Records excerpted from a collection:
★ ★ ★ ★
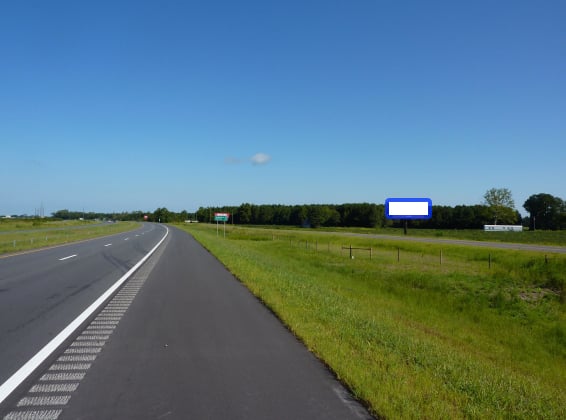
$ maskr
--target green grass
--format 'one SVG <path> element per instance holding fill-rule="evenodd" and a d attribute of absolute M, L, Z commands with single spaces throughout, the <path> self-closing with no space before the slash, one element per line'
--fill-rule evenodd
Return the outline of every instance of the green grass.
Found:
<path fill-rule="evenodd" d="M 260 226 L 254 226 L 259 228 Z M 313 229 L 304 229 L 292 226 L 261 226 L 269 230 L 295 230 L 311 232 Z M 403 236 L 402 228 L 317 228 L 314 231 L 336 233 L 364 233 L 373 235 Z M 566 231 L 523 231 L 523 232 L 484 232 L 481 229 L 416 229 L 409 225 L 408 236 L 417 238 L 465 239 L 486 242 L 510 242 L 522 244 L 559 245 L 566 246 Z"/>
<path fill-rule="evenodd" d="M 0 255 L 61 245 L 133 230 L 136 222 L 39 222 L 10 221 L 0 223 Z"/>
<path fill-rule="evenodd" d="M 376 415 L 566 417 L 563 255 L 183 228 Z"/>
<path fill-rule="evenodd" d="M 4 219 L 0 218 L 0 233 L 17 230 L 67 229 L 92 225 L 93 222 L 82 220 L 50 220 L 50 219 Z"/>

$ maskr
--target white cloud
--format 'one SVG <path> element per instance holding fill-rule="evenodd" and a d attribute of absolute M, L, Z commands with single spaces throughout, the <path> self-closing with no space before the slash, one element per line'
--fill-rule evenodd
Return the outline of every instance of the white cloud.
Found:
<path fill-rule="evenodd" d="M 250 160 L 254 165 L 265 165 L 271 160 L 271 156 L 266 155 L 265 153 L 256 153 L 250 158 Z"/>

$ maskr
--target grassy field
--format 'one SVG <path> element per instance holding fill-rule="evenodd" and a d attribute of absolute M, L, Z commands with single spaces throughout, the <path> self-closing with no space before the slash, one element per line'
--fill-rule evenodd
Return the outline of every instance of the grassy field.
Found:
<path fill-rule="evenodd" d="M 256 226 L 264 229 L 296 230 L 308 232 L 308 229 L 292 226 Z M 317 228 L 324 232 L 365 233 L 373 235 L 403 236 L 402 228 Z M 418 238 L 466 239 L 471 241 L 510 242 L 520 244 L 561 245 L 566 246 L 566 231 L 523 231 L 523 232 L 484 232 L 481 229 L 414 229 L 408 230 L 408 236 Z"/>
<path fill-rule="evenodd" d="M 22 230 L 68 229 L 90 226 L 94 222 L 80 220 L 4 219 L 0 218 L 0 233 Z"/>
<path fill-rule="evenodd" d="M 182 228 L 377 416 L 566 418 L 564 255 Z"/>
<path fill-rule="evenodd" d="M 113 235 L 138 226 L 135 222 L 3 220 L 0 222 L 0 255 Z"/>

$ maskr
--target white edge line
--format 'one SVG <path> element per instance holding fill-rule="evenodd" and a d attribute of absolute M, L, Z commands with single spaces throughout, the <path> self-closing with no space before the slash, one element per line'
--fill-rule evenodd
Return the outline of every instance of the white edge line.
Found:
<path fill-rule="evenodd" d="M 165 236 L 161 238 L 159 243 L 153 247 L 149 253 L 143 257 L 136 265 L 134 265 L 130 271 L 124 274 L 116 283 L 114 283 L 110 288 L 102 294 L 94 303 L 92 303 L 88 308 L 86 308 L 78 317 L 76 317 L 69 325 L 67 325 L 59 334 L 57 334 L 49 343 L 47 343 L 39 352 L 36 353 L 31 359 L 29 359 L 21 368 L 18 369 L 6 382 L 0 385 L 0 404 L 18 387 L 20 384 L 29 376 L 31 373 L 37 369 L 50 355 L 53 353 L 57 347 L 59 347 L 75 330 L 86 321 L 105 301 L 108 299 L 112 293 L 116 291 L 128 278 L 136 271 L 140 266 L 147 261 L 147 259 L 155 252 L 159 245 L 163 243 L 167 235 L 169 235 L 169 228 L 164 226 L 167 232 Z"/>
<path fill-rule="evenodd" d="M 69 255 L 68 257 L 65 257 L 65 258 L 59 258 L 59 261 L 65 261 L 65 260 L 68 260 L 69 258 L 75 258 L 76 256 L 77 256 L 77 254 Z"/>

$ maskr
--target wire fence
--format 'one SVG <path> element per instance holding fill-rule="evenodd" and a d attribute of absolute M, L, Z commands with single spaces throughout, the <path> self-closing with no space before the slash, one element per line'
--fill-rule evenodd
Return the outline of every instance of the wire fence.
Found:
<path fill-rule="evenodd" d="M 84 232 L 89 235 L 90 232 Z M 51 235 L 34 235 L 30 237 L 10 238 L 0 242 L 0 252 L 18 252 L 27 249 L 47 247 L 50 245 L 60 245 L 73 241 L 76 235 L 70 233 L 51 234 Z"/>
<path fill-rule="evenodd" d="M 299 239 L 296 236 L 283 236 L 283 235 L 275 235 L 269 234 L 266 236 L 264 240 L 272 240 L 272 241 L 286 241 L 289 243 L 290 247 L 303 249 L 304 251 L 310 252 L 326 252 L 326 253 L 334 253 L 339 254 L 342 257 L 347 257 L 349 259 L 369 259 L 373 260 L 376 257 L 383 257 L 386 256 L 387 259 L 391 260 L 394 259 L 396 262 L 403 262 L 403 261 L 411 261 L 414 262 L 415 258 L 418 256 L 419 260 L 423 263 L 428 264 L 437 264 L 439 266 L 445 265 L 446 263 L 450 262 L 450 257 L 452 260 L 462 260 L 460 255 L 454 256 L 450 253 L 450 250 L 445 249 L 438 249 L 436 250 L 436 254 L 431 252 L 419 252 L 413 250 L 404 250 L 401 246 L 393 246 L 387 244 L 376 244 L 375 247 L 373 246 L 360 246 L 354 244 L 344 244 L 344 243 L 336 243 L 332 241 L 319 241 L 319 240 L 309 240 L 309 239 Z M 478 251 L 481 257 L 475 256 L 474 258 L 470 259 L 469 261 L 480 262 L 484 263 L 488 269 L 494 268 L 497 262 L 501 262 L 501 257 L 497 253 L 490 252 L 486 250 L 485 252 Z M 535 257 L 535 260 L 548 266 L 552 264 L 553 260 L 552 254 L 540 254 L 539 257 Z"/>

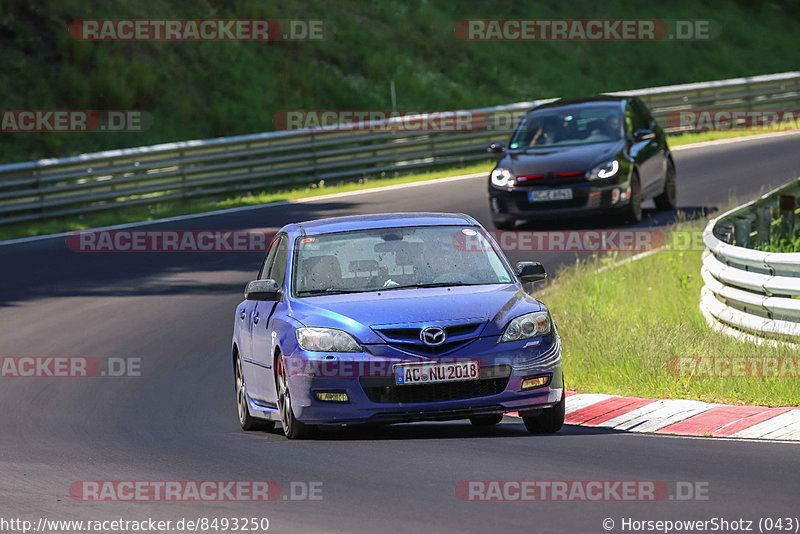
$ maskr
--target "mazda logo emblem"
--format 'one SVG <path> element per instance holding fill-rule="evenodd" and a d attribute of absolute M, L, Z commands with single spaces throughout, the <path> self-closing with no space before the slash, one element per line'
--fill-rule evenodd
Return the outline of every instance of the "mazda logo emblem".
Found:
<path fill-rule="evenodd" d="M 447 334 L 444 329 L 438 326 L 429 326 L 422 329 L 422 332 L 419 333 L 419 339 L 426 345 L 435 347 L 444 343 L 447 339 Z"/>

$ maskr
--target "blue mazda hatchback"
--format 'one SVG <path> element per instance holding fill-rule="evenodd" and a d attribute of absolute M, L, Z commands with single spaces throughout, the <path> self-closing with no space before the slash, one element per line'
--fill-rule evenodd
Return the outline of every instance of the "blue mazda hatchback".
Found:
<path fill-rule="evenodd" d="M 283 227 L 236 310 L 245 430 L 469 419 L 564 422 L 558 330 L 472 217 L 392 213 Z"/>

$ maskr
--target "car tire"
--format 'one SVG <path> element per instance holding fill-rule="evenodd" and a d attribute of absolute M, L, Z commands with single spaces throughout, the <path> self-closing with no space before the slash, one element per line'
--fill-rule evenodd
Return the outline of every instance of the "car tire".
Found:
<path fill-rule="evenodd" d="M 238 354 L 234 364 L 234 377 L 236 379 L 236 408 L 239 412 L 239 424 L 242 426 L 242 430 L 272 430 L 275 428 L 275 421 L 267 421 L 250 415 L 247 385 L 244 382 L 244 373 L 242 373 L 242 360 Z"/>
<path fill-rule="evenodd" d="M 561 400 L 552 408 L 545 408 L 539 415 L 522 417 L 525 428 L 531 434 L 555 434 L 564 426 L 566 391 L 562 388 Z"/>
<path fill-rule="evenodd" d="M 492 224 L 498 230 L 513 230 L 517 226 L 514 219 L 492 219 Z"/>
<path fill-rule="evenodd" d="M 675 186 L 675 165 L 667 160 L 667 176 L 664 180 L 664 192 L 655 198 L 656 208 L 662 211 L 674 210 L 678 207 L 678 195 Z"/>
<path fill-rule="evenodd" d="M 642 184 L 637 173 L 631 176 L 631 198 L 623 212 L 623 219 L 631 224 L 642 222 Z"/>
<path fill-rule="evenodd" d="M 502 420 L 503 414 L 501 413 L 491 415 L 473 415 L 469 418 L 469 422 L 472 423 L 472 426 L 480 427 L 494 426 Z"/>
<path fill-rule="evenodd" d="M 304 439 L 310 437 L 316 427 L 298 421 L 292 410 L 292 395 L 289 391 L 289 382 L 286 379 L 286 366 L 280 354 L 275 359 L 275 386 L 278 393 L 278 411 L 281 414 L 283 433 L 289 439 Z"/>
★ ★ ★ ★
WHAT THIS TASK INVOLVES: In the data above, tally the lines holding "logo" and answer with the figure only.

RESPONSE: 2